It has been nine weeks since I decided to step back after a decade of building tech and teams at full intensity. I wrapped up my last day at Atlan on September 5th, 2025. Looking back, these last nine weeks have allowed me time alone, free from urgency, to recharge and reevaluate my perspectives before gearing up for another intense chapter.
Some suggested looking for roles that don’t demand such intensity, but after ten years, I know that’s just not me. High-intensity work is my natural rhythm. So, taking a deliberate “mini-retirement” felt like the only way to truly reset and prepare for my next intense ride.
I have already written about my tussle with self-accountability. So I decided to take a 3 day break after my last day at work aiming to set the tone for this break and rethink how I approach accountability.
In the last 3 days I did reflect and realise again something which I have always known about myself. I struggle to re-do things I’ve learned before unless there’s a clear, high-impact outcome attached. That’s why I couldn’t muster excitement to return to my usual stack, even if re-learning would make me efficient again. It simply wasn’t as much fun. So I decided to go for completely different languages that I have never worked with to have more genuine fun.

| AIM OF THE TASK |
According to the essay about stepping back from work, on what date did the writer's last day at Atlan fall? You won't need the listing that comes after this text.

| ENTRIES SHOWN |
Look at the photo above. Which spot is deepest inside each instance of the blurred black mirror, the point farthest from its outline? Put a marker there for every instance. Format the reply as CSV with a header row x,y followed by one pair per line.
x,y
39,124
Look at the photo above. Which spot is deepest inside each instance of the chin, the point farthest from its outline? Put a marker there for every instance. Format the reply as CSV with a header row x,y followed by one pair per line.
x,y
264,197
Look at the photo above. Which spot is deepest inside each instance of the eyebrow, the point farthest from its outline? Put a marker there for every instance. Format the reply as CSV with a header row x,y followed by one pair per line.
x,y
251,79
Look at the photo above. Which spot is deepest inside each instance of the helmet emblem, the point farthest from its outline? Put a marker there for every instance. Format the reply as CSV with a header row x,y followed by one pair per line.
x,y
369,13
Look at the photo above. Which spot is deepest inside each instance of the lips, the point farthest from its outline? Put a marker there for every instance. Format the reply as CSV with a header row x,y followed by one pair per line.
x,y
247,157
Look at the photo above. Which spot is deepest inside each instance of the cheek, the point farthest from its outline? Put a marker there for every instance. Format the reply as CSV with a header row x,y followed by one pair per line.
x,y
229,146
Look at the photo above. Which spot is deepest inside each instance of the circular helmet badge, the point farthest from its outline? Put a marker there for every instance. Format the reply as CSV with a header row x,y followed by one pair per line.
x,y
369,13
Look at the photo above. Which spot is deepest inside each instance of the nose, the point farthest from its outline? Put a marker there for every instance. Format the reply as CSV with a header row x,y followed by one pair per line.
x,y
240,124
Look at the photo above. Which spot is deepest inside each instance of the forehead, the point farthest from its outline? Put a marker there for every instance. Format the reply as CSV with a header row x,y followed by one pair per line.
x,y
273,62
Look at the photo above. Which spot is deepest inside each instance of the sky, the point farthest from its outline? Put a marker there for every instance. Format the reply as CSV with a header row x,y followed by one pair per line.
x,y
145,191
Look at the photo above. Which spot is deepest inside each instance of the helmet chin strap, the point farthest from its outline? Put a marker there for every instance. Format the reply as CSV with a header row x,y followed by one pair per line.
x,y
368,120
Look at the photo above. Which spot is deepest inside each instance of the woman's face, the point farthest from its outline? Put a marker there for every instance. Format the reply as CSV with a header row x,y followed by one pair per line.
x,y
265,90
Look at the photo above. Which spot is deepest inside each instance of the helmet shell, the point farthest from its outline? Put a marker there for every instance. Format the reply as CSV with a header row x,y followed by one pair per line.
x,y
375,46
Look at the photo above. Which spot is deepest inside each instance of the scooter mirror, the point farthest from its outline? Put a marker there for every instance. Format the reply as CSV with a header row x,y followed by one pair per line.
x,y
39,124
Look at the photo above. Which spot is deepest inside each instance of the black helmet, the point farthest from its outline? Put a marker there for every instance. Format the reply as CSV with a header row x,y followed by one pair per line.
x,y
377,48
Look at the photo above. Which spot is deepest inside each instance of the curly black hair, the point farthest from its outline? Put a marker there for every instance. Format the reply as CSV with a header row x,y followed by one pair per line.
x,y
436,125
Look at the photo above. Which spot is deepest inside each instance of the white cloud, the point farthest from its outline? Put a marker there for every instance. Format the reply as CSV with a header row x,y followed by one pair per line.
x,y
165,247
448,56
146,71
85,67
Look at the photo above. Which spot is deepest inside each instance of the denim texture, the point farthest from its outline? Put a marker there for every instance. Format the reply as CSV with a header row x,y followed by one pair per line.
* * *
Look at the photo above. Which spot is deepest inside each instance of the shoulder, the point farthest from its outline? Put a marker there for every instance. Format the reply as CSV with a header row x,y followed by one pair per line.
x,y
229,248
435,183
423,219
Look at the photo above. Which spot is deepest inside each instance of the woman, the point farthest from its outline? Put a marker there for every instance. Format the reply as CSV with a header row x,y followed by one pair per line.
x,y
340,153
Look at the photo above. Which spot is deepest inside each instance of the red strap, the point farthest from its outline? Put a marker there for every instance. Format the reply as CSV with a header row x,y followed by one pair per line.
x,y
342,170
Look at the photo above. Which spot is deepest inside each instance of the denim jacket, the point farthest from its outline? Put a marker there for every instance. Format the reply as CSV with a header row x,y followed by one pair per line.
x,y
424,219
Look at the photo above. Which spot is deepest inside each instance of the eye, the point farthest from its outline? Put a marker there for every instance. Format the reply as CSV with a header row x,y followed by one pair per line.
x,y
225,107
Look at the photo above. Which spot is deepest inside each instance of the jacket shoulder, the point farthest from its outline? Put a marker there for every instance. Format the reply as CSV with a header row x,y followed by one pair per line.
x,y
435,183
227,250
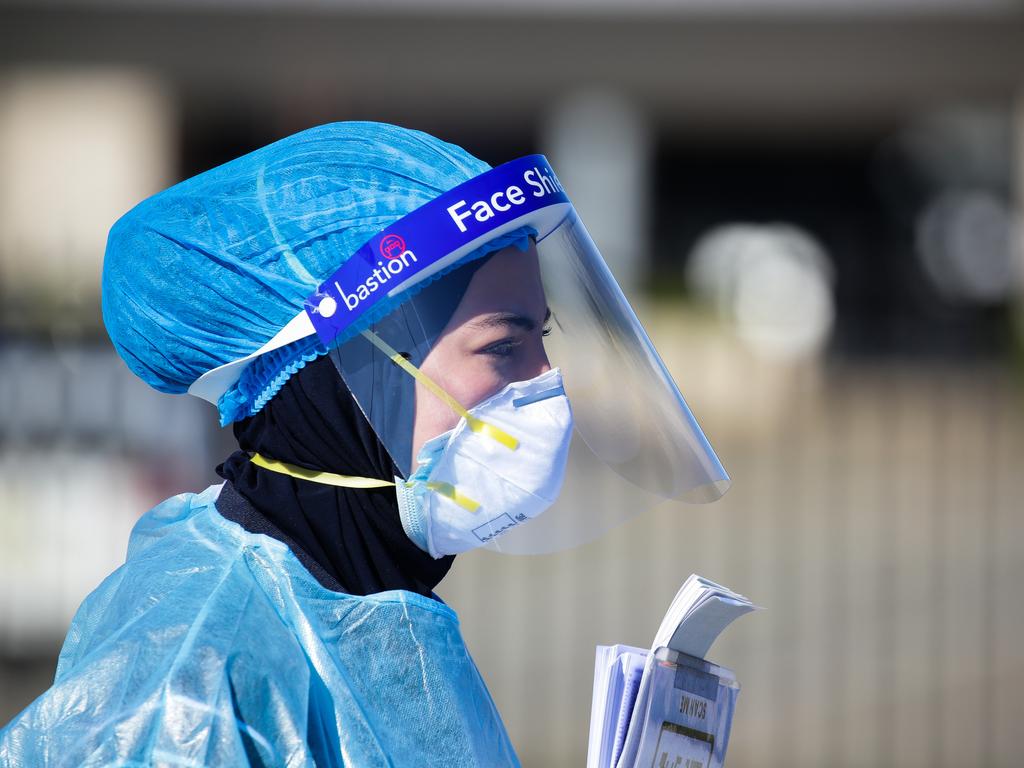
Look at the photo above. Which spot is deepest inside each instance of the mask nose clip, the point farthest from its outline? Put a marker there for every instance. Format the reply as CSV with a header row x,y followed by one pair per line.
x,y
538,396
==
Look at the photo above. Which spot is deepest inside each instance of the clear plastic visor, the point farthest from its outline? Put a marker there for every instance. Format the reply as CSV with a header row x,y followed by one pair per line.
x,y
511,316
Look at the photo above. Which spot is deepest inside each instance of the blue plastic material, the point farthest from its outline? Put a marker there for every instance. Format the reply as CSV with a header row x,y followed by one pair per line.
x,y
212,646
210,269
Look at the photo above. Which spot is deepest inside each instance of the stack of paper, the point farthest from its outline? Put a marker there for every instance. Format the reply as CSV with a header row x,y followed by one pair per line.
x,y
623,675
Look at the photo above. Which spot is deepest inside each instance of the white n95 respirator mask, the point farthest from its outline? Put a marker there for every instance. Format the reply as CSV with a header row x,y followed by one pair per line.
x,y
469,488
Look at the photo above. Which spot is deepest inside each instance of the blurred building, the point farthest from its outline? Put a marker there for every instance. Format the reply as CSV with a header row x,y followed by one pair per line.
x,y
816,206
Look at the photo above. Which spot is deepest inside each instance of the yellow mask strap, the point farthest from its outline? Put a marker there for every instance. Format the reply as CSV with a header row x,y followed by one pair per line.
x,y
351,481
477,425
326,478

| RESULT OF THE TASK |
September 5th, 2025.